§ **Your task**: Search term "radio": please copy every line of the records below that contains it.

Stored data:
-------
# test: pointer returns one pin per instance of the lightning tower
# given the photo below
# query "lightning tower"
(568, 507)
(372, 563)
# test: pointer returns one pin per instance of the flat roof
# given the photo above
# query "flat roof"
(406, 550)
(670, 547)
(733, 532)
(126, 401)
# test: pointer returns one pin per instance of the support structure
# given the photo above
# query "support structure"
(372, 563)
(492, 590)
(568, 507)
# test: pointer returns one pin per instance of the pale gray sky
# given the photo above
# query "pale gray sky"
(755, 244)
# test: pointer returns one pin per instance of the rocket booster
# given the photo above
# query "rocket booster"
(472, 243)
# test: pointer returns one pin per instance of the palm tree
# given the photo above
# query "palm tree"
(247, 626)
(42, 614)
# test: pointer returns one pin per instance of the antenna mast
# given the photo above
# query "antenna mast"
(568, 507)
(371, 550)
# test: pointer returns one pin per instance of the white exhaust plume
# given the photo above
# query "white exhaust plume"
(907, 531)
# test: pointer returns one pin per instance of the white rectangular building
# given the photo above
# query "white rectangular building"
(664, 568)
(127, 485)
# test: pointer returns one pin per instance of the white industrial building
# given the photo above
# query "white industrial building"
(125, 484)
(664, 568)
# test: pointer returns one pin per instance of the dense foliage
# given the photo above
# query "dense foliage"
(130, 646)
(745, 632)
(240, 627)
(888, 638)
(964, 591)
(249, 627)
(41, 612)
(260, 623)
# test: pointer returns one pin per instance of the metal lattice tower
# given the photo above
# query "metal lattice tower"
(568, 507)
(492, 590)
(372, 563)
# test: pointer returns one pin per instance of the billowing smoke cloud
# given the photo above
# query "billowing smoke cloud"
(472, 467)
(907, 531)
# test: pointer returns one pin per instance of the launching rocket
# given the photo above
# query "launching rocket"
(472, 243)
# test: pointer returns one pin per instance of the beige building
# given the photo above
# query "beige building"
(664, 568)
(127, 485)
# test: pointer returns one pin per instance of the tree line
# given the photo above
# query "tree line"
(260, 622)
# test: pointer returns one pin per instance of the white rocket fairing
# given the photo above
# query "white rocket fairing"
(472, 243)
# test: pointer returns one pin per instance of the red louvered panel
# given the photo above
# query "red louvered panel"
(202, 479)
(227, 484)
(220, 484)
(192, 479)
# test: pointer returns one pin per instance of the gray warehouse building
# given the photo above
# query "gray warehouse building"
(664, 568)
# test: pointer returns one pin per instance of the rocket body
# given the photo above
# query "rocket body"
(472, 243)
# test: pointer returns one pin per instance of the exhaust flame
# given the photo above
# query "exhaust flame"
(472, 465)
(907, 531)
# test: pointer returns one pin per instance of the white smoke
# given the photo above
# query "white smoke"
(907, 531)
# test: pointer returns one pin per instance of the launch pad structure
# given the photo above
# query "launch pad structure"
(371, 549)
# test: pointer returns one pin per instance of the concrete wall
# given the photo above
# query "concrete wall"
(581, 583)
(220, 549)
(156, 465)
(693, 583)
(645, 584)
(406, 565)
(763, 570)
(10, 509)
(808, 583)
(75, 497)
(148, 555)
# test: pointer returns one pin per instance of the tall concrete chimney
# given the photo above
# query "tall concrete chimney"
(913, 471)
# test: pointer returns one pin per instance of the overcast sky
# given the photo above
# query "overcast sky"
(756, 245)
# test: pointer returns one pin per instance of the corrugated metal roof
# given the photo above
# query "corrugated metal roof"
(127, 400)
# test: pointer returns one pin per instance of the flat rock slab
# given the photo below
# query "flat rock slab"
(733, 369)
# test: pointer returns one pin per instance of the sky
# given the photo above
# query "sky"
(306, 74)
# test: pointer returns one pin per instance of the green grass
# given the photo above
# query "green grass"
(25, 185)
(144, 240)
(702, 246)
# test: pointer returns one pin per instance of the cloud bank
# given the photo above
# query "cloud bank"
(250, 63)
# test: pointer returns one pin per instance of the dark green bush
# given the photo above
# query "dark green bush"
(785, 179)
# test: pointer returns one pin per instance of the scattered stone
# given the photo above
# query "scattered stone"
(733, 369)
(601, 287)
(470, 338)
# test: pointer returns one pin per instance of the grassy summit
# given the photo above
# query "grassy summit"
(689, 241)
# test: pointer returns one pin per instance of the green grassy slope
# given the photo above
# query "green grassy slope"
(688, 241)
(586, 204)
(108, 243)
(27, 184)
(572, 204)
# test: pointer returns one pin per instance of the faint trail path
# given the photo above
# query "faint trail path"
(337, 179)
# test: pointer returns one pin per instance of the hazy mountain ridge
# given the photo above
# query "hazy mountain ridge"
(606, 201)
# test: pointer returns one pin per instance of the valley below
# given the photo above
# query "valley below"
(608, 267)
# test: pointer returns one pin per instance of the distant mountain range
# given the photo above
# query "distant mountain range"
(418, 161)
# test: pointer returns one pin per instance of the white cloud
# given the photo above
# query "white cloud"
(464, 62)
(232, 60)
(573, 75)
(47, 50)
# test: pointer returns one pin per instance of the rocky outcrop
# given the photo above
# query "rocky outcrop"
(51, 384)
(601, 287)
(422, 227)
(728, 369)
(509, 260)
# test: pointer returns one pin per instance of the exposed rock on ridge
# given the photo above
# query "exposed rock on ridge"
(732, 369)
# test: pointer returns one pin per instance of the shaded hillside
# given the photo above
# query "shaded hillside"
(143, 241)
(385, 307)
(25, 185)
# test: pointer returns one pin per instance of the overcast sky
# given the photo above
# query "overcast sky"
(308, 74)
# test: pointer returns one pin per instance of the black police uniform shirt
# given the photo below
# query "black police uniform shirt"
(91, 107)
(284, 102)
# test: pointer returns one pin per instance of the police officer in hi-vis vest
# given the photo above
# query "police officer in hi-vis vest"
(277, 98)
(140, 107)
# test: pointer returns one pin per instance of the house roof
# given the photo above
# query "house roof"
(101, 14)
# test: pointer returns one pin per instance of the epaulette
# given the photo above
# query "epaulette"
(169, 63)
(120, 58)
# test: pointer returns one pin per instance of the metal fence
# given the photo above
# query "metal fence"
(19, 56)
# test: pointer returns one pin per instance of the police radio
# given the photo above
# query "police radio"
-------
§ **Answer for the task**:
# test: pointer returns one pin per instance of the police radio
# query "police radio"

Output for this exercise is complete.